Return the lines of the data below verbatim, starting with the line that contains "vent as a single point per instance." and continuing through the last line of the data, both ends included.

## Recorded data
◇ ◇ ◇
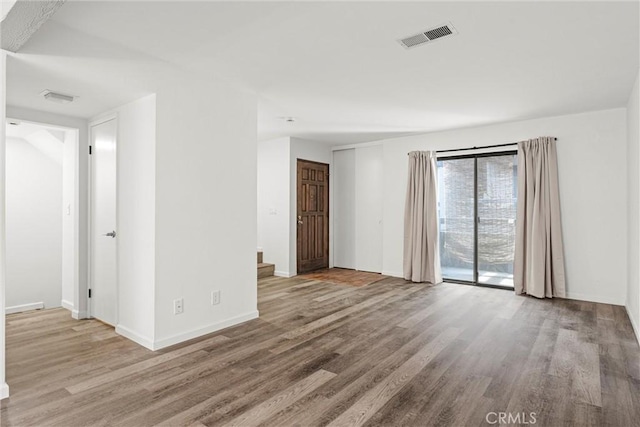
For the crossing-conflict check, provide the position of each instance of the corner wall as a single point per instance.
(633, 195)
(4, 388)
(206, 150)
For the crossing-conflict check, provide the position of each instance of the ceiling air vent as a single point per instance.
(429, 35)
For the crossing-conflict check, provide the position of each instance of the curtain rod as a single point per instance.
(480, 148)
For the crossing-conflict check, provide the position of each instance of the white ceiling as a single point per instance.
(337, 66)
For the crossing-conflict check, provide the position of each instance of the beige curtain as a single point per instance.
(539, 259)
(421, 251)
◇ ◇ ◇
## WRITTEN RESPONSE
For the crossing-conflict check, provide the position of each instance of the ceiling air vent as a single point per instance.
(429, 35)
For the crossing-conflict check, provide the position of each instance of the curtain rod as a single point per instance.
(480, 148)
For the crossing-conflict check, provide the position of each instance of the white ceiling as a single point per instance.
(337, 66)
For the crossing-conflict check, provide the position of each instance of the beige curtain as a single point per instance.
(539, 259)
(421, 251)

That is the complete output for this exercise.